--- Excerpted passage ---
First building a sample matrix to demostrate masks

In [None]:
# Define the matrix size
matrix_size = (7,7)
# Create a matrix for the decoder input
input_matrix = tf.random.normal(matrix_size)
input_matrix


In [None]:
# Create a ones matrix
ones_matrix = tf.ones(matrix_size)
# Create a lower triangle mask
lower_triangle_mask = tf.linalg.band_part(ones_matrix, -1, 0)
lower_triangle_mask


In [None]:
# Create the masked input
masked_input = input_matrix * lower_triangle_mask
masked_input


##### Decoder layer and decoder

In [None]:
# Class for a layer of decoder
class DecodeLayer(Layer):
    def __init__(self,config, **kwargs):
        super().__init__(**kwargs)
        self.mha1 = MultiheadAttn(config)
        self.dropout = Dropout(config["prob"])
        self.residnorm = ResidNorm()
        self.mha2 = MultiheadAttn(config)
        self.ff = FeedForward(config)
--- Material provided ---
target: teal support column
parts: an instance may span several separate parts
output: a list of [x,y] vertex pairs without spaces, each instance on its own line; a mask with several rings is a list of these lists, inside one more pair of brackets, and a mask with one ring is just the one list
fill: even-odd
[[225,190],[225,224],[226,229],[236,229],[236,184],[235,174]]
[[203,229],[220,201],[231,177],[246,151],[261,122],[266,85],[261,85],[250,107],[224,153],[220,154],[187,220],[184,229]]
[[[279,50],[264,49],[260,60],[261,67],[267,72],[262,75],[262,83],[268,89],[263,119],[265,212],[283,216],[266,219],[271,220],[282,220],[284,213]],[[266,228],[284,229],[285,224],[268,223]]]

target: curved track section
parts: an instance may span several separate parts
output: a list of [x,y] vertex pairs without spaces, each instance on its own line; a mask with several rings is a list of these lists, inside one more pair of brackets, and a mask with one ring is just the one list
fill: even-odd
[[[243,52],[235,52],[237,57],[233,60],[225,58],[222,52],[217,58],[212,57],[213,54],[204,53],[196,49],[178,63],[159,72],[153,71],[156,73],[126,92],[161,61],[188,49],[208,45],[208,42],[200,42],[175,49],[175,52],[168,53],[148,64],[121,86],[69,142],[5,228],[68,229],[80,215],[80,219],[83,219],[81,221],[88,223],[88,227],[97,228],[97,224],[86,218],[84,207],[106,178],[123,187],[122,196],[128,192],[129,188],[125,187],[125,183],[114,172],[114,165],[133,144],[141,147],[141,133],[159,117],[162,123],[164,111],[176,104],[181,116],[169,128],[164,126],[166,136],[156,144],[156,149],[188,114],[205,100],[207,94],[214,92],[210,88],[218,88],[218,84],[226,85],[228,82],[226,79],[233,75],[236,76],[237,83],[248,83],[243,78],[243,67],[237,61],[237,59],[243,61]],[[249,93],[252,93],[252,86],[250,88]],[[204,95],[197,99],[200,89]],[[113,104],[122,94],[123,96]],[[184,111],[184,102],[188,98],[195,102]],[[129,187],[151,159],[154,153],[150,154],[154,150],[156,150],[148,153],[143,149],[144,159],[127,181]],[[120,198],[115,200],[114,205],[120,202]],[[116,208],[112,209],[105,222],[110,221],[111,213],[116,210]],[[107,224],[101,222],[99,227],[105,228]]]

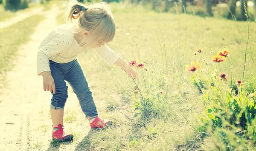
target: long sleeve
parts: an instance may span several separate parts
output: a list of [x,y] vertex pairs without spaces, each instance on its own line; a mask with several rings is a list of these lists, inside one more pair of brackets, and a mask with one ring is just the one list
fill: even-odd
[[61,36],[53,31],[46,37],[38,47],[37,67],[38,75],[49,71],[49,59],[52,56],[67,50],[70,39]]
[[120,56],[108,47],[106,44],[93,49],[110,66],[113,65],[120,58]]

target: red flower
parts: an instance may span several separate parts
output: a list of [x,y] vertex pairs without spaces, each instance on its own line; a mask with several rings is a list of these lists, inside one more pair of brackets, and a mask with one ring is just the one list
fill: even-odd
[[243,85],[244,85],[244,84],[242,83],[241,80],[239,80],[236,81],[236,85],[238,87],[239,87],[242,86]]
[[225,48],[221,51],[218,52],[217,54],[221,56],[223,56],[224,57],[227,57],[230,56],[229,50]]
[[138,68],[143,68],[144,67],[144,64],[140,63],[136,65],[136,67]]
[[212,61],[214,62],[220,62],[226,60],[226,58],[223,56],[217,55],[217,56],[215,56],[212,57]]
[[129,67],[131,67],[134,65],[136,66],[136,65],[137,65],[137,64],[138,64],[138,63],[136,63],[136,61],[134,60],[130,61],[130,62],[128,62],[128,64],[129,64],[128,65]]
[[201,49],[199,49],[196,50],[196,51],[198,52],[199,53],[201,53],[202,52],[202,50],[201,50]]
[[224,80],[225,81],[227,80],[227,76],[226,75],[226,74],[224,73],[221,73],[220,75],[220,77],[222,80]]

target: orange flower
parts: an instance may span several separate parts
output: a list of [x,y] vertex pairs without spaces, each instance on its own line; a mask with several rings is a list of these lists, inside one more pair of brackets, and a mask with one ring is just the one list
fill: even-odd
[[202,52],[202,50],[201,50],[201,49],[199,49],[198,50],[196,50],[196,51],[198,52],[199,53],[201,53]]
[[136,67],[137,68],[143,68],[144,67],[144,64],[143,64],[142,63],[140,63],[139,64],[136,65]]
[[134,89],[134,93],[135,94],[137,94],[138,93],[139,93],[139,90],[137,89]]
[[227,76],[226,75],[226,74],[224,73],[221,73],[220,75],[220,77],[222,80],[224,80],[225,81],[227,80]]
[[195,64],[194,62],[191,62],[191,65],[188,64],[186,66],[186,68],[187,71],[191,72],[195,72],[201,68],[200,64],[197,62]]
[[134,65],[136,66],[136,65],[137,65],[137,64],[138,64],[138,63],[136,63],[136,61],[134,60],[130,61],[130,62],[128,62],[128,64],[129,64],[128,65],[129,67],[131,67]]
[[212,59],[214,62],[220,62],[226,60],[226,58],[223,56],[217,55],[212,57]]
[[238,87],[239,87],[242,86],[243,85],[244,85],[244,84],[242,83],[242,81],[241,80],[239,80],[236,81],[236,85]]
[[224,57],[228,57],[230,56],[229,50],[226,48],[222,50],[221,51],[218,52],[217,54]]

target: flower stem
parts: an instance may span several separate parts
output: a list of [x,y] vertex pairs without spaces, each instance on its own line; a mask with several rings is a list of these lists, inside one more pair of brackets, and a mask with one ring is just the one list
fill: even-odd
[[247,49],[248,48],[248,42],[249,42],[249,22],[248,22],[248,15],[247,14],[247,8],[245,6],[244,1],[244,10],[245,11],[245,16],[246,16],[246,22],[247,22],[247,42],[246,42],[246,49],[245,49],[245,53],[244,53],[244,71],[243,71],[243,79],[244,76],[244,70],[245,70],[245,64],[246,64],[246,55],[247,53]]
[[142,76],[143,77],[143,80],[144,82],[144,84],[145,85],[145,87],[146,88],[148,94],[148,88],[147,87],[147,85],[146,84],[146,81],[145,81],[145,78],[144,76],[144,73],[143,73],[143,70],[142,70],[142,68],[141,68],[141,72],[142,73]]
[[134,79],[133,78],[133,77],[132,77],[132,76],[131,76],[131,78],[132,79],[132,80],[134,82],[134,84],[135,84],[135,85],[138,88],[138,90],[139,90],[139,92],[140,92],[140,95],[141,96],[141,98],[142,98],[142,100],[143,100],[143,101],[145,102],[144,98],[143,98],[143,96],[142,96],[142,93],[141,93],[141,92],[140,91],[140,88],[139,88],[139,87],[138,87],[137,84],[136,84],[136,82],[135,82]]

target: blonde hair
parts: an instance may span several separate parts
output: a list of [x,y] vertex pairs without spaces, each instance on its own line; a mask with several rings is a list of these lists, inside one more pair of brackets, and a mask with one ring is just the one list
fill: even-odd
[[[76,0],[72,0],[68,5],[64,15],[66,23],[73,23],[73,20],[78,20],[78,26],[90,32],[88,35],[90,40],[85,46],[95,41],[108,42],[113,40],[116,24],[107,3],[101,2],[85,6]],[[84,7],[85,9],[82,10]]]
---
◆ What is expected
Extend the decoder notebook excerpt, picking up right after its last line of code. The material has no connection to the decoder notebook excerpt.

◆ Answer to this problem
    def call(self, x,encoder_output, la_mask, padd_mask, training):
        # Self Multi-head attention layer
        mha1_output = self.mha1(x, x, x, la_mask) # shape >  (bs, seq, dim)
        # First dropout layer
        mha1_output = self.dropout(mha1_output, training=training)
        # First residual + normalisation layer
        residNorm1_output = self.residnorm(x, mha1_output) # shape >  (bs, seq, dim)
        # Cross Multi-head attention layer
        mha2_output = self.mha1(residNorm1_output, encoder_output, encoder_output, padd_mask) # shape >  (bs, seq, dim)
        # Second dropout layer
        mha2_output = self.dropout(mha2_output, training=training)
        # Second residual + normalisation layer
        residNorm2_output = self.residnorm(residNorm1_output, mha2_output) # shape >  (bs, seq, dim)
        # Fully connected layer
        ff_output = self.ff(residNorm2_output) # shape >  (bs, seq, dim)
        # Third dropout layer
        ff_output = self.dropout(ff_output, training=training)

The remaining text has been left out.